## PROBLEM TO WORK ON
Copy out the lines of the records below, and only those lines, from the one with "the bell illustration" through the one with "Thank you for sharing the picture. Please indicate the chinatown", exactly as they appear.

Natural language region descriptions
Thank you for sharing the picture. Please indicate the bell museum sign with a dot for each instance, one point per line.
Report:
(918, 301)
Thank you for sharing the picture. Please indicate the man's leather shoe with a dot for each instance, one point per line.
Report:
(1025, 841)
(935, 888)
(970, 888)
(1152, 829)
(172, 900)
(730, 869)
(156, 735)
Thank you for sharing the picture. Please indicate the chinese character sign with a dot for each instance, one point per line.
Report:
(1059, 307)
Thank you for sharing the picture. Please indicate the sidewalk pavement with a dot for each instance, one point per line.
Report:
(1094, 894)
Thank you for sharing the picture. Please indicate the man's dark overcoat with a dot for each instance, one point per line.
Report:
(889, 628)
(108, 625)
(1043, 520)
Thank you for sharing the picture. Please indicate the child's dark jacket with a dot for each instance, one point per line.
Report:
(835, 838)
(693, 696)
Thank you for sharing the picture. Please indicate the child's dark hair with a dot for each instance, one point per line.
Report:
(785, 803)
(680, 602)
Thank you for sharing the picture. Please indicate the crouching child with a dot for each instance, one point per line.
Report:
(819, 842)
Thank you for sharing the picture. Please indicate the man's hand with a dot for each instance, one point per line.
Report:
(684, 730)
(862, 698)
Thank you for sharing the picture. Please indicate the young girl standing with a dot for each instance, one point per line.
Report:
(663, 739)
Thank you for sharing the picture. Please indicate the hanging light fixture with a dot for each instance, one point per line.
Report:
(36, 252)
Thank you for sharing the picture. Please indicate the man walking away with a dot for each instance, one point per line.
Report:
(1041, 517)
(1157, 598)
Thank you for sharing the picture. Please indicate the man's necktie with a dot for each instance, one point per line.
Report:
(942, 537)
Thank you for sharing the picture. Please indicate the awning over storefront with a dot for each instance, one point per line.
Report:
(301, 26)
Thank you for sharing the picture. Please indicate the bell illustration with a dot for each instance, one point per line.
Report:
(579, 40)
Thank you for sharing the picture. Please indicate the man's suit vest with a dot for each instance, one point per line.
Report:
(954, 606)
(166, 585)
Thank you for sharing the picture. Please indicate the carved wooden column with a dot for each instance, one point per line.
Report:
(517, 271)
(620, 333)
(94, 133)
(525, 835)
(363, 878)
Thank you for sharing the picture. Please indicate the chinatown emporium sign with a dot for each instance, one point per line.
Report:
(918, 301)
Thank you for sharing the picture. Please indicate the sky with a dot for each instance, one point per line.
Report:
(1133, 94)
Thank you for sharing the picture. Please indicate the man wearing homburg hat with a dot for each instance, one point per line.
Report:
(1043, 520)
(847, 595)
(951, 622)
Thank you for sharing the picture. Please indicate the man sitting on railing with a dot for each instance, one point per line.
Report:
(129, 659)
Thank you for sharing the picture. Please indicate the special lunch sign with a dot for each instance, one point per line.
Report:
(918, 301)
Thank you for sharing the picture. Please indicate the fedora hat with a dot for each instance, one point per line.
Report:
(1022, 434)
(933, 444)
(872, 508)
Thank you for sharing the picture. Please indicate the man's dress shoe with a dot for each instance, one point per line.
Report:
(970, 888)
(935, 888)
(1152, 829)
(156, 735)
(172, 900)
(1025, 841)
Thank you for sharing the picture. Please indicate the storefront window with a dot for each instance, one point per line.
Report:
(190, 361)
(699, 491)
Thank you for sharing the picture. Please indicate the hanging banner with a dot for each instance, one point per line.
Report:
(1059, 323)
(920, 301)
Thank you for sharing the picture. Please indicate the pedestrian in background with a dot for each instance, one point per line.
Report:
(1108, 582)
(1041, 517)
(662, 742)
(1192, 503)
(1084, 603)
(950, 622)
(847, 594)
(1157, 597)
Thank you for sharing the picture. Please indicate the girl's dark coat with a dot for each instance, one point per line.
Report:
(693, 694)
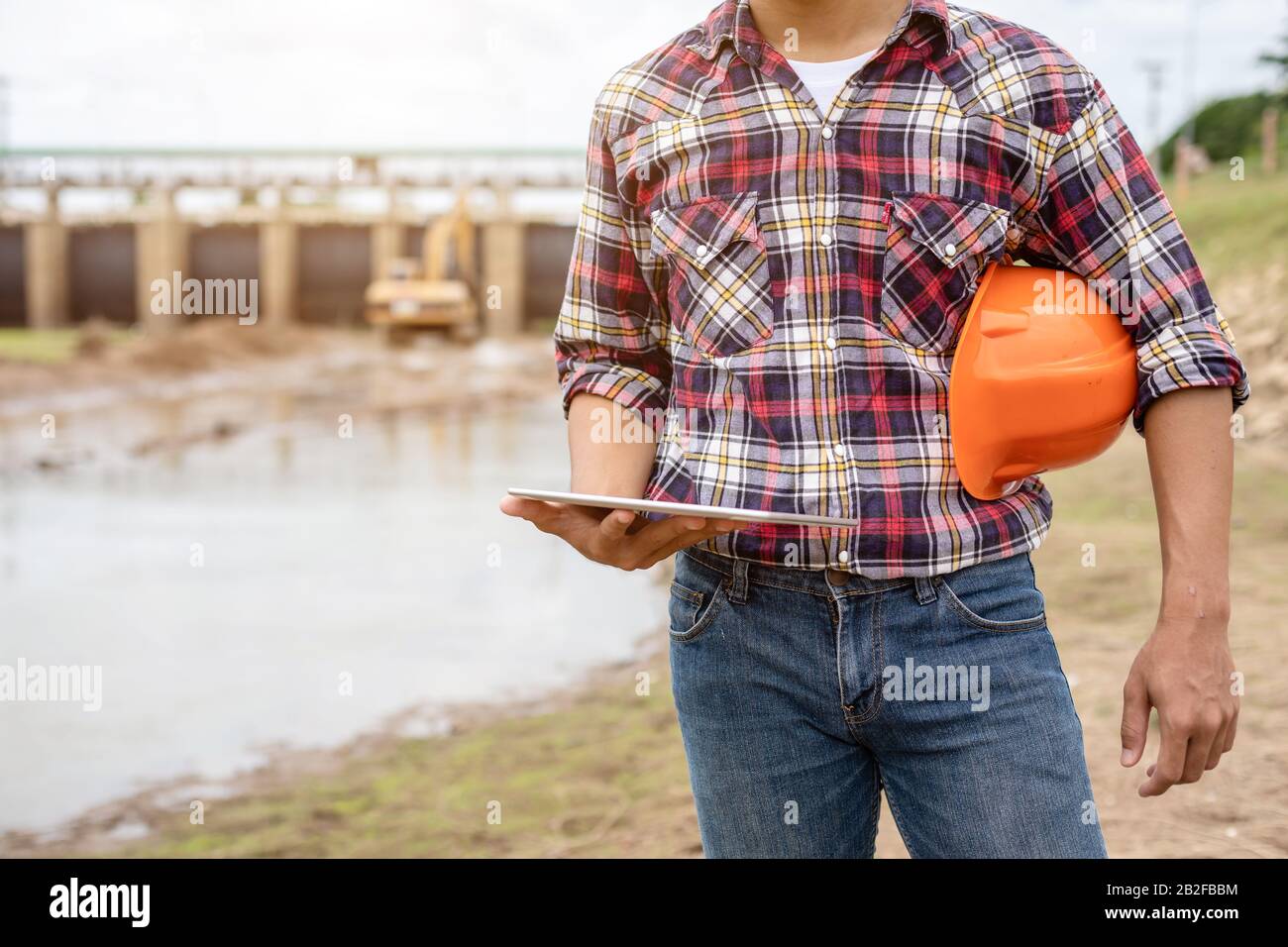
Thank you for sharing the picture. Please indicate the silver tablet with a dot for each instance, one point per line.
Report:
(684, 509)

## SOLUTION BELOW
Thank you for sharing the picture. Please indicate the bell illustration with a dot for each instance, one point per line.
Report:
(579, 40)
Thank you for sharing the picture. Please indicate the man's suit vest with a dot for each instance, one point per line.
Report:
(954, 606)
(166, 585)
Thank you for sharing the picture. Please indicate the carved wooden column with a dot for each instance, one point per line.
Report:
(517, 271)
(620, 333)
(94, 133)
(525, 835)
(363, 878)
Thank you for sharing the picture. Please indicate the chinatown emporium sign with a dot for each instance, one point per line.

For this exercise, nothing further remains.